** ЦЕЛЬ ЗАДАНИЯ **
Выпишите из текста о Зинаиде Волконской все фамилии, которые идут после слов «Моими частыми гостями были».

** ТЕКСТ **
-------

У Зинаиды был прекрасный голос и актерский дар. Повзрослев, она много путешествовала, выступала на оперных сценах в Лондоне, Париже и Вене. В 1810 году светская дама вышла замуж за князя Никиту Волконского. В 1824-ом году супруги осели в Москве.

Как только Зиночка вернулась под мою крышу - я сразу понял, скучной жизни конец! И не ошибся. Дом вновь наполнился дамским шепотом, томным ароматом духов и живых цветов. 

И ЖИЗНЬ, И СЛЕЗЫ, И ЛЮБОВЬ

Зинаида ввела в моду литературные и музыкальные вечера. Слава об этих светских раутах гремела по всей Москве. Моими частыми гостями были Пушкин, Жуковский, Давыдов, Одоевский, Алябьев и многие другие передовые люди середины 19 века. Помню, как Александр Сергеевич задумчиво расхаживал в гостиной с блокнотом в руках. Неловко краснел в присутствии Зины, а когда она бросала не него взгляд, быстро отворачивался к окну. Я-то сразу понял: «Влюбился, голубчик!» И оказался прав! Именно Волконской Пушкин посвятил известный эпитет «Царица муз и красоты». Были и другие строки, в которых он восхищался Зинаидой.

Среди рассеянной Москвы, При толках виста и бостона, При бальном лепете молвы Ты любишь игры Аполлона.

Александр Сергеевич был не единственным поклонником Волконской. Ей симпатизировал сам Александр Первый! День и ночь мои пороги обивал робкий юноша Дмитрий Веневитинов. Он, буквально, забрасывал мою хозяйку стихами. Их названия говорили сами за себя: «К моей богине», «Три розы», «Нежданный праздник». 

Нежные чувства к Зинаиде питал еще один завсегдатай литературного салона - поэт Иван Козлов. Он посвятил даме сердца следующие строки:

О, помню я, каким огнем Сияли очи голубые, Как на челе ее младом Вилися кудри золотые! И помню звук ее речей, Как помнят чувство дорогое; Он слышится в душе моей, В нем было что-то неземное.

В общем, удивительной женщиной была Зина. И я горжусь тем, что был с ней знаком. Будь я мужчиной, а не домом, наверное, тоже упал бы к ее ногам!

В 1826 году под моей крышей сделала последнюю остановку перед поездкой в Сибирь Мария Волконская - жена декабриста Сергея Волконского, - родного брата супруга Зинаиды.

-------

** ИСХОДНЫЕ ДАННЫЕ **
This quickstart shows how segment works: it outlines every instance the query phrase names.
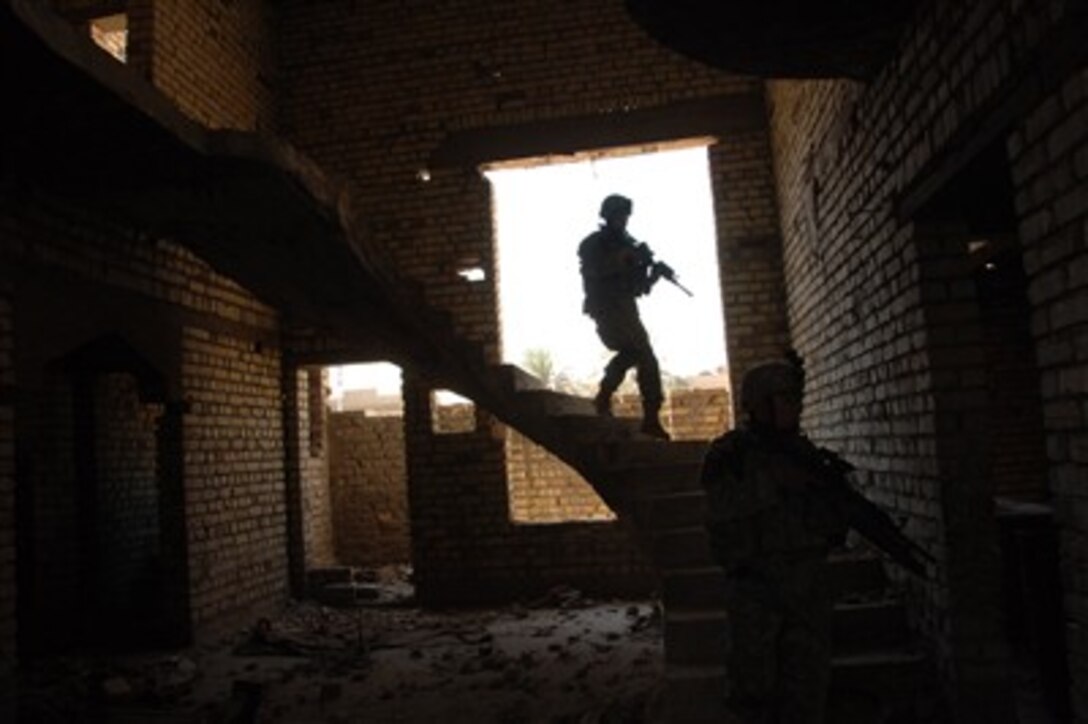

-------

** РЕШЕНИЕ ЗАДАНИЯ **
Пушкин, Жуковский, Давыдов, Одоевский, Алябьев